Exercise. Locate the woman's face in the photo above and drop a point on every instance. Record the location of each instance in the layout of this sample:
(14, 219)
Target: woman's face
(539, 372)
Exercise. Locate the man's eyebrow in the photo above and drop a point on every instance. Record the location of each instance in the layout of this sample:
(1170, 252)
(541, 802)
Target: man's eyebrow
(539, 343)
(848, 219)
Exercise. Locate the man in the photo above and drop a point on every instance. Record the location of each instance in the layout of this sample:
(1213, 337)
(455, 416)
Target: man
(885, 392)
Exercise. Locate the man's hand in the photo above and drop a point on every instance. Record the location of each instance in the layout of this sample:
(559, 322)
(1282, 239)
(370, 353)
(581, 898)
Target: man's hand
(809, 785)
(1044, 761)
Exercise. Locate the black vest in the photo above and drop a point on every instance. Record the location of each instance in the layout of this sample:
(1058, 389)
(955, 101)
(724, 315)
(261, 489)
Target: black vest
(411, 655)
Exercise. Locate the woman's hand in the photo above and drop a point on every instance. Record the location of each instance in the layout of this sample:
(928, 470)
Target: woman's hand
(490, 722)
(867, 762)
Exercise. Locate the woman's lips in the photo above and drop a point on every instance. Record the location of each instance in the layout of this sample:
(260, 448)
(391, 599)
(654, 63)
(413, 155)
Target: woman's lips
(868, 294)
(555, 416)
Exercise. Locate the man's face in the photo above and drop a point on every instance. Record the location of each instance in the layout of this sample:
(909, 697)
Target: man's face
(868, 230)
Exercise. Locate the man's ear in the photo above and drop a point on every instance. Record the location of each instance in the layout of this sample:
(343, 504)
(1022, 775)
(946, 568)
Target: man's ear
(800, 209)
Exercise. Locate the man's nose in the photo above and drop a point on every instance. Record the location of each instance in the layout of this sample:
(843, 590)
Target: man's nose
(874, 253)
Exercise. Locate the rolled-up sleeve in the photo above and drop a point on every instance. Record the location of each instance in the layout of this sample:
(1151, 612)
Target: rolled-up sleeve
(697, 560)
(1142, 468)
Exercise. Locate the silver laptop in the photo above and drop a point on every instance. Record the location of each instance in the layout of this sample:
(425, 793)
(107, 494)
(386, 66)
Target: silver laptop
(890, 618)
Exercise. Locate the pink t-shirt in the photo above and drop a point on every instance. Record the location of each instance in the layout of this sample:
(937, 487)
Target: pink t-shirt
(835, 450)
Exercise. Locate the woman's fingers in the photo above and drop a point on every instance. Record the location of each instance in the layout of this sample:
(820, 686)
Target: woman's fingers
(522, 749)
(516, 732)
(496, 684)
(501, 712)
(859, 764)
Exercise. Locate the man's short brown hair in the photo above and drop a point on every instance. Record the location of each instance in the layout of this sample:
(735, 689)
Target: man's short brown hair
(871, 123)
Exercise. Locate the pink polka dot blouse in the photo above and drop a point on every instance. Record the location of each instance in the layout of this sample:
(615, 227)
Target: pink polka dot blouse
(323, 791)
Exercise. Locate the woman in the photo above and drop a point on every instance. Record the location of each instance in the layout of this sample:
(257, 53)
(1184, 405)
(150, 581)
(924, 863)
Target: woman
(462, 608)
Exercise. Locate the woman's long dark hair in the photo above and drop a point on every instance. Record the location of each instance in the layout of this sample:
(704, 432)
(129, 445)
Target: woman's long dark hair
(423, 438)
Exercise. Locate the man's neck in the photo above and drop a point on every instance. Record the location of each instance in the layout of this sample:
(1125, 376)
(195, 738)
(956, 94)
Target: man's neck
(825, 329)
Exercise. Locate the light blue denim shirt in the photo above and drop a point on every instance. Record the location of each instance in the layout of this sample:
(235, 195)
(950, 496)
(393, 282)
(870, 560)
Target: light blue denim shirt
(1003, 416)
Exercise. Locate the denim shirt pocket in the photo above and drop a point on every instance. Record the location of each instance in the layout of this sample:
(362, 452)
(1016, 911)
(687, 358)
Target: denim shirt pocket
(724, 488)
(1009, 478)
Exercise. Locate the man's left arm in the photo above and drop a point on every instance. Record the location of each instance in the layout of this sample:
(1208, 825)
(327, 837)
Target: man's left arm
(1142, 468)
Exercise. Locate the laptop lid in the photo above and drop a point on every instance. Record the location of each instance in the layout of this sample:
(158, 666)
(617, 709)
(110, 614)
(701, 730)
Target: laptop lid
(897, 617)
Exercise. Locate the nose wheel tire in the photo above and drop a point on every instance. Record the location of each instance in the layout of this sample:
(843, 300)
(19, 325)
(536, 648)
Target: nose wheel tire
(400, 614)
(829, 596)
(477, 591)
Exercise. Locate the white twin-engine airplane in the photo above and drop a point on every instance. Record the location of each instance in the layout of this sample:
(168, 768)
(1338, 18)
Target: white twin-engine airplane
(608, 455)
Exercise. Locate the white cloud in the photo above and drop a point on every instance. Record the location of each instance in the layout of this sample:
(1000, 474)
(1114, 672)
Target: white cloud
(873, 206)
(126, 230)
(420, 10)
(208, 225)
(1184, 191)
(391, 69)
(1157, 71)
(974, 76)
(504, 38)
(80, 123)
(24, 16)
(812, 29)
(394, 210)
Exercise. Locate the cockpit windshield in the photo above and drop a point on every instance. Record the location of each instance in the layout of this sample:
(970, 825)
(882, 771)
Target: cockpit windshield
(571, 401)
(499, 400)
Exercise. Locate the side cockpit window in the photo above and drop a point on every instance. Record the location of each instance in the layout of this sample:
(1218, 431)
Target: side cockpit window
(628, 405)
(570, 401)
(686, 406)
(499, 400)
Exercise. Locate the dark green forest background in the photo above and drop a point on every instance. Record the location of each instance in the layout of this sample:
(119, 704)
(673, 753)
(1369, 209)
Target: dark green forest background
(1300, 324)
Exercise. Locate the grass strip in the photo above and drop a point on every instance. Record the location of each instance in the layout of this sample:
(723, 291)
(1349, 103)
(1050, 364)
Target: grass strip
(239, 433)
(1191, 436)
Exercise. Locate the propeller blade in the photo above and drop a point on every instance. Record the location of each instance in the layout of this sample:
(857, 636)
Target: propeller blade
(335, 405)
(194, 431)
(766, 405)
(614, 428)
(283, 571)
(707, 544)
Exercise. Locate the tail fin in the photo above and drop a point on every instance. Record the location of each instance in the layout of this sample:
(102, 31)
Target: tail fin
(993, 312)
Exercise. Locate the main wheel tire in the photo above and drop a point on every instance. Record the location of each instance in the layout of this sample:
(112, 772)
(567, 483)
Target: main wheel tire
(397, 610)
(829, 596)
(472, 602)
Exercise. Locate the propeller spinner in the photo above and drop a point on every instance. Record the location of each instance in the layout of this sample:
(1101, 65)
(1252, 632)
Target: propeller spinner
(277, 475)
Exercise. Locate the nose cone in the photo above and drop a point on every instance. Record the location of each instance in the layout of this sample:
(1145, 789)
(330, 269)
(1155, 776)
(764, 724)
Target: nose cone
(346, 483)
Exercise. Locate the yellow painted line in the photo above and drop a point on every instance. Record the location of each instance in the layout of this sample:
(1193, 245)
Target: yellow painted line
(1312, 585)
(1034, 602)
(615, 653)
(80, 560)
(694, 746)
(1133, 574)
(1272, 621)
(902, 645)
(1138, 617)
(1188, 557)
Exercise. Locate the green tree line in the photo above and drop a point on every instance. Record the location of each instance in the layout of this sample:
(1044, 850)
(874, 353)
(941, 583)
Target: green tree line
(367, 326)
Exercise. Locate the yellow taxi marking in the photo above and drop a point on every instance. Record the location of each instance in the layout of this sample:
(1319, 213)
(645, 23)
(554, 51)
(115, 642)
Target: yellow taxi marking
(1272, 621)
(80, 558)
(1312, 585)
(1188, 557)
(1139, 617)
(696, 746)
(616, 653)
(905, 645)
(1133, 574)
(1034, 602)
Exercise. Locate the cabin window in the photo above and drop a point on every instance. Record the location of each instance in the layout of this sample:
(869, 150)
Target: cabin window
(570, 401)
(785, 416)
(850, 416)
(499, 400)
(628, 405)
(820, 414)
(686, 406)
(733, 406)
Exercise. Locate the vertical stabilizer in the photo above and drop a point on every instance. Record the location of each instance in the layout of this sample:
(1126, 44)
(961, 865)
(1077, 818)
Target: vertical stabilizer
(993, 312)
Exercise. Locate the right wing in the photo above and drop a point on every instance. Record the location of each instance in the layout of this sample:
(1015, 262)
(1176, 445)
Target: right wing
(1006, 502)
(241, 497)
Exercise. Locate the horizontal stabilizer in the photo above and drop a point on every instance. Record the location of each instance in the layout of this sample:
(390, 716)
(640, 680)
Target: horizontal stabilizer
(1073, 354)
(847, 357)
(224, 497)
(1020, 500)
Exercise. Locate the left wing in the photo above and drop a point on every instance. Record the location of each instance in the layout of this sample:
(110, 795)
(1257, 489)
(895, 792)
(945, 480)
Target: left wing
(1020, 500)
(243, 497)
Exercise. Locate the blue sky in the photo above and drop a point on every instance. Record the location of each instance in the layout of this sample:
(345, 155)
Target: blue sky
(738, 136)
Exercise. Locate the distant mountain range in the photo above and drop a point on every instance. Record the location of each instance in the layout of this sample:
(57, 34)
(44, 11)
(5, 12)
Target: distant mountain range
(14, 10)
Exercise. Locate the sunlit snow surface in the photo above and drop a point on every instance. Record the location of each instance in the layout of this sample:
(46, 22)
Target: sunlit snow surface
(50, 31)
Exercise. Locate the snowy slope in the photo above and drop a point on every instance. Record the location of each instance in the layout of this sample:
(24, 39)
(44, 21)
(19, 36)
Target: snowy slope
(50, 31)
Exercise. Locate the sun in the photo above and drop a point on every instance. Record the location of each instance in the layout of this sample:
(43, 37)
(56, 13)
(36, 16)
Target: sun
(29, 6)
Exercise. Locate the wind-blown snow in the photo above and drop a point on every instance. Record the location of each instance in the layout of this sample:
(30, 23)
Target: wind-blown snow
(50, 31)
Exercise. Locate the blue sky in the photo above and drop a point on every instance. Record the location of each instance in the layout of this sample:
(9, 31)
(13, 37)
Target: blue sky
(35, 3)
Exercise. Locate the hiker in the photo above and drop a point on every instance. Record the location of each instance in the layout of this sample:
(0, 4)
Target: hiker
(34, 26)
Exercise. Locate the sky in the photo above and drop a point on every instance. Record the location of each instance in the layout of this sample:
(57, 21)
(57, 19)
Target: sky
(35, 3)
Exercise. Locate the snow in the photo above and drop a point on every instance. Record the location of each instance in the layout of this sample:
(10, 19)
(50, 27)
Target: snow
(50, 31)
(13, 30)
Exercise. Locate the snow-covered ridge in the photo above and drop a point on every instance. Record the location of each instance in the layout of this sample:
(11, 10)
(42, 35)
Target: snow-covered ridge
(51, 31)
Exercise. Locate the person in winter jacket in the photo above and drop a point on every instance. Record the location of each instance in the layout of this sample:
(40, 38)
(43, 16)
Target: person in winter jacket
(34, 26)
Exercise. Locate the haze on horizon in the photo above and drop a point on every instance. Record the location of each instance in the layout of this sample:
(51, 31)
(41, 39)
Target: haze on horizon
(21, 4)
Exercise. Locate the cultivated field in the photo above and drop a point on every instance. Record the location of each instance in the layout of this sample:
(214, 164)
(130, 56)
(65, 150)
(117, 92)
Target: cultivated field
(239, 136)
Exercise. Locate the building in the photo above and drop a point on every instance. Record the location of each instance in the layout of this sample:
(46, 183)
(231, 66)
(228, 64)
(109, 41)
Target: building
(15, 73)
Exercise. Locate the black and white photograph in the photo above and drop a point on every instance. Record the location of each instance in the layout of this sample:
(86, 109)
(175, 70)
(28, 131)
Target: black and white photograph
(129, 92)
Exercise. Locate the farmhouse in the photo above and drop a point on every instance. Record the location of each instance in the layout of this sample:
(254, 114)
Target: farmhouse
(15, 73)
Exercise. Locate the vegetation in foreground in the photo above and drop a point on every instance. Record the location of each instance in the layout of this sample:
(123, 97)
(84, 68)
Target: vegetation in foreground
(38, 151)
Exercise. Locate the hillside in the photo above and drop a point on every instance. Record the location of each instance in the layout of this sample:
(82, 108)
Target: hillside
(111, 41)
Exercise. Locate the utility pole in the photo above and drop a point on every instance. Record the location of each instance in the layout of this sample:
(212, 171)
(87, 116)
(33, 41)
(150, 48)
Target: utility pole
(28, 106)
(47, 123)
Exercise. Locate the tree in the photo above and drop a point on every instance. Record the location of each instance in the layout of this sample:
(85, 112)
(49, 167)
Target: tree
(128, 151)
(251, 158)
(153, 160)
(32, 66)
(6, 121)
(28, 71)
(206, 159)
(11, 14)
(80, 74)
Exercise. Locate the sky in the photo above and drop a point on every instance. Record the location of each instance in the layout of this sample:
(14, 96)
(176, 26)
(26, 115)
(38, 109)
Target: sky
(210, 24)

---

• GOAL: Everything from the line with "Exercise. Locate the farmhouse" to the end of the listing above needs to be duplicated exactly, both end lines included, with nothing more.

• COMPLETED EXERCISE:
Exercise. Locate the farmhouse in the photo above and drop a point on every instance. Record the location of each instance in the layout of this sample:
(254, 114)
Target: farmhouse
(15, 73)
Exercise. Locate the vegetation in foreground in the photo above and drop a point on every instance. Record the location of each instance in the layout of this sample:
(123, 97)
(84, 68)
Target: vegetation in foreground
(38, 151)
Exercise. Locate the hillside in the photo above and drop a point on every instance. Record the location of each instance in the layout of this sample:
(82, 108)
Target: hillside
(111, 41)
Exercise. Locate the utility pole in the photo above and drop a point on every instance. Record the location of each instance in the layout of this sample:
(212, 171)
(87, 116)
(33, 41)
(150, 48)
Target: utility pole
(28, 106)
(47, 123)
Exercise. Locate the tree in the photo above and drop a point on every instance. Record the location of each instance in the layout of this sample:
(85, 112)
(49, 167)
Target: tree
(128, 151)
(251, 158)
(153, 160)
(32, 66)
(6, 121)
(28, 71)
(206, 159)
(11, 14)
(80, 74)
Exercise. Locate the sky in the photo above and drop a point on every instance. Record the location of each instance in the layout of this sample:
(14, 96)
(176, 26)
(26, 115)
(38, 109)
Target: sky
(210, 24)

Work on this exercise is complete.